-- What is expected --
Take the line that has "Question. Indicate each instance of the sergeant" in it and every line after it to the end of the entries, and reproduce them exactly.

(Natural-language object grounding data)
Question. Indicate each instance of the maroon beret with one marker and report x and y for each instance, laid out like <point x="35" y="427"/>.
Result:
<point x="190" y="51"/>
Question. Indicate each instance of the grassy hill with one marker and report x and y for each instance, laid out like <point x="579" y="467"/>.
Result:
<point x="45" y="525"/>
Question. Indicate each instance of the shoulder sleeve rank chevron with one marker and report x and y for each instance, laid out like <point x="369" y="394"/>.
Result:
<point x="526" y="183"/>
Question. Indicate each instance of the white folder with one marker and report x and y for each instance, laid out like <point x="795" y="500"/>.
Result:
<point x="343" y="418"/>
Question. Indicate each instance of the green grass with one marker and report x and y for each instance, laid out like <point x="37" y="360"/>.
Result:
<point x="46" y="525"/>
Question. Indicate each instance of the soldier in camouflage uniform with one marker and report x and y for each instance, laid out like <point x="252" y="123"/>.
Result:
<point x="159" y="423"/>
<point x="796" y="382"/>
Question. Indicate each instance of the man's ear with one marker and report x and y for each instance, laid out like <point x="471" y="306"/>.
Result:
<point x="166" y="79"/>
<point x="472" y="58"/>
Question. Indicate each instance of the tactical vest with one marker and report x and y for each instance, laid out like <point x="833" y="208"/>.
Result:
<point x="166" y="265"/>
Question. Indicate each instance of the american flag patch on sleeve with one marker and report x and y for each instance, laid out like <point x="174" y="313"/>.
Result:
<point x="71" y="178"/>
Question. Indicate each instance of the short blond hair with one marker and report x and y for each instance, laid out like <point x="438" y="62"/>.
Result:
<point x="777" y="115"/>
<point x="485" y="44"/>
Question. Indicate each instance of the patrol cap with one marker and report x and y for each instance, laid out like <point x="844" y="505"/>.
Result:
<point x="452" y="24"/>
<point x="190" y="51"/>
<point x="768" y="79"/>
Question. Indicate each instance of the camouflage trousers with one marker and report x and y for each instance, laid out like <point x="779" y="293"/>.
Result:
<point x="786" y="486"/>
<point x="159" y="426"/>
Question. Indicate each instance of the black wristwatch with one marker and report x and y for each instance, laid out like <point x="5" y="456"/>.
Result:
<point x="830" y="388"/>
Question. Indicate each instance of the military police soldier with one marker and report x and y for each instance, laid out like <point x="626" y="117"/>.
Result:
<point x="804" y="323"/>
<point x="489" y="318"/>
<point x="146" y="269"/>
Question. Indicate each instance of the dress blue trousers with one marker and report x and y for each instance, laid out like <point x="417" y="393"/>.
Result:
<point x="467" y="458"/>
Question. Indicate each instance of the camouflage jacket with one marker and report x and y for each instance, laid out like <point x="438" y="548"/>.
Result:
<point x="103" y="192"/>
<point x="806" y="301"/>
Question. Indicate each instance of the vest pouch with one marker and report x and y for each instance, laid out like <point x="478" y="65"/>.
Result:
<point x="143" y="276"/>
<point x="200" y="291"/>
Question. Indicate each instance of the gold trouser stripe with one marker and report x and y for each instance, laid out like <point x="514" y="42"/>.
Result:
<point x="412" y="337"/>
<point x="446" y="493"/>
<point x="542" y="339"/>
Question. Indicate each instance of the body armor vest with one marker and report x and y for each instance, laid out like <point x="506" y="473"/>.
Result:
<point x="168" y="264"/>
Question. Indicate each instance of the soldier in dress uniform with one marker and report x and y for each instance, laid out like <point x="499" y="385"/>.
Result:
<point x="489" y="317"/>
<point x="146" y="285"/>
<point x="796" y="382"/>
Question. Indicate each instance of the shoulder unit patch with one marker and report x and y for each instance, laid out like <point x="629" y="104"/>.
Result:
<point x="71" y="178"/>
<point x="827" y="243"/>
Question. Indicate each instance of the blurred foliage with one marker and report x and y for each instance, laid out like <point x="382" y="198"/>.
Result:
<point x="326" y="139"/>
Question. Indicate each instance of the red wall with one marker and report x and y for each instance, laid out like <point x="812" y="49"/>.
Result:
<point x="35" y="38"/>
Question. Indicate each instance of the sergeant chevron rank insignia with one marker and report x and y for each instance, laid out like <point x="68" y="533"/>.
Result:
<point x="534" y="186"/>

-- Solution for this problem --
Question. Indicate each instance of the sergeant chevron rank insignia with one marker and report x and y for each instance, laid out like <point x="68" y="533"/>.
Result:
<point x="534" y="186"/>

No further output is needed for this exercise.